The number of Negroes killed during the riot (twenty-three Negroes and fifteen whites) has been magnified in popular accounts beyond all reasonable limits of credibility. It is popularly believed that more persons were killed than official records indicate. The exaggeration has not been confined to reports involving Negroes. For example, there was a report in circulation that more than seventy-five white policemen were killed during the riot. The rumor was traced to the half-jesting remark of a policeman that, as a member of a benefit organization, he had paid death dues on a number of policemen greater than the total deaths of the riot as popularly estimated at the time. This number was placed at seventy-five. The director of the Civic Bureau of the Seattle Chamber of Commerce, writing to a friend in Chicago, asked for authentic information concerning the number of Negroes killed during the riot. He sought the information because, he said, the industrial editor of the Outlook had told him that police officers said that "more than 2,000 Negroes were killed in the race riot," and that a certain labor report placed the number at 1,700. Suspecting that even the latter number was too large, although the police mentioned 10,000 wounded and killed, he wrote for information.
1. AN IMPRESSION STUDY
A special impression study was made with a class of forty-nine students in the University of Chicago, to measure the effect upon them of word-of-mouth rumor, gossip, and newspaper stories concerning the 1919 riot. Specific questions were asked concerning their understanding as to the number of whites and Negroes killed and their source of information. The students ranged in age from twenty to twenty-five years. Each was asked to indicate in the order of their influence upon him the sources of information which gave him his understanding of the magnitude of the riot. The following is a compilation from their statements.

[Required task 1]
Answer these questions from the riot passage, please.
(a) According to the official count, how many whites were killed?
(b) What death toll did the labor report give?
(c) How many students took part in the impression study?
[Required task 2]
List every death or casualty figure the riot passage cites, with the source or claim it is tied to.
[Required task 3]
Carry on the riot passage from its final sentence.
The lines that follow have no connection to the riot passage.

[Records provided]
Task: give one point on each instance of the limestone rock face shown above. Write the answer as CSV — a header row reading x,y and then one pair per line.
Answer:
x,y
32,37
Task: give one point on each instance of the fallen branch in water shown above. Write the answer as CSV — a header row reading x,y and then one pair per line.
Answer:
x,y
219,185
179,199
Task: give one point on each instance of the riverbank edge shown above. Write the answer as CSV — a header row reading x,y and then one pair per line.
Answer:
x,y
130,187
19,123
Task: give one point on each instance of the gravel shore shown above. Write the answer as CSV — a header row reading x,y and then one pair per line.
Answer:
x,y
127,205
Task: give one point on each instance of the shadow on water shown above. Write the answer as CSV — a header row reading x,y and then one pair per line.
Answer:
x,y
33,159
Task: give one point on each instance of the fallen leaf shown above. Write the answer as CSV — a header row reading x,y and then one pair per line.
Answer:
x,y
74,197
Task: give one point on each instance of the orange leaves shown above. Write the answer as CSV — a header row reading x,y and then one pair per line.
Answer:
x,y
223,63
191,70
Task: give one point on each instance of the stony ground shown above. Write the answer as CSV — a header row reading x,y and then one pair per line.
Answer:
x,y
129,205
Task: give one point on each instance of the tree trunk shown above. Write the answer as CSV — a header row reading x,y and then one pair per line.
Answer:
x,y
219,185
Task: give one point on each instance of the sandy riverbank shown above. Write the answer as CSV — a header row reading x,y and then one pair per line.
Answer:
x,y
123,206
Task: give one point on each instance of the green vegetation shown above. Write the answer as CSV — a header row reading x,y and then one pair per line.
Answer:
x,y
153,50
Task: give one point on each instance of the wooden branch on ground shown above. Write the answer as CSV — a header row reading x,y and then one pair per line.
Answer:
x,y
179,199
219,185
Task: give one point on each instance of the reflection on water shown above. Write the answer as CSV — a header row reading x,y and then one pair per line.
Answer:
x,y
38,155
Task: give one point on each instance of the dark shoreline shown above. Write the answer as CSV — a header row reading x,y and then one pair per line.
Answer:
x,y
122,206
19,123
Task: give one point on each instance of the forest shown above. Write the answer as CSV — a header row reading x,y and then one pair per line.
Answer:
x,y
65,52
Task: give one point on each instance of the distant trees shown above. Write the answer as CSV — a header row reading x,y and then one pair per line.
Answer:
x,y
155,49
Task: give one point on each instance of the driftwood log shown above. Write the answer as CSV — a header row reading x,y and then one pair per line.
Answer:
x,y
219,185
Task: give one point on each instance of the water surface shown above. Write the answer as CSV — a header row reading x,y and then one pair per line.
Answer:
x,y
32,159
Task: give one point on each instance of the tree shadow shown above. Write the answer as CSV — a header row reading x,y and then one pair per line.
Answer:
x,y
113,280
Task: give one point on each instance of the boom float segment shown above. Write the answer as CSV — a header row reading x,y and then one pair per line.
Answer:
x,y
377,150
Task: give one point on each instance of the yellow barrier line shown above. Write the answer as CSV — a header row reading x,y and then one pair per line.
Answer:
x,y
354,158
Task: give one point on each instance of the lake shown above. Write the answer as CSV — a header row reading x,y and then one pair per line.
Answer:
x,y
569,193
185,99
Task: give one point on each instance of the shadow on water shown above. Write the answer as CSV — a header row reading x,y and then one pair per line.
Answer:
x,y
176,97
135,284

[Final result 1]
(a) Fifteen
(b) 1,700
(c) Forty-nine

[Final result 2]
- Twenty-three Negroes killed: official records
- Fifteen whites killed: official records
- More than seventy-five white policemen killed: a rumor traced to a policeman's half-jesting remark
- Seventy-five: the popular estimate of total riot deaths at the time
- More than 2,000 Negroes killed: police officers, as reported by the industrial editor of the Outlook
- 1,700: a certain labor report
- 10,000 wounded and killed: the police

[Final result 3]
Ten were out of the city at the time and got their information chiefly through newspapers published elsewhere. Their average opinion of the number killed was fifty-five. Thirteen were informed chiefly by second-hand stories quoting relatives who were in Chicago, policemen interviewed, and others, and their general impression of the number killed averaged 209. Thirty-three got their information from newspapers both in and out of the city, and their average impression of the number killed was 115. Twenty-four of those who were residing in Chicago got their information chiefly from newspapers published in the city, and their average impression was that 131 were killed.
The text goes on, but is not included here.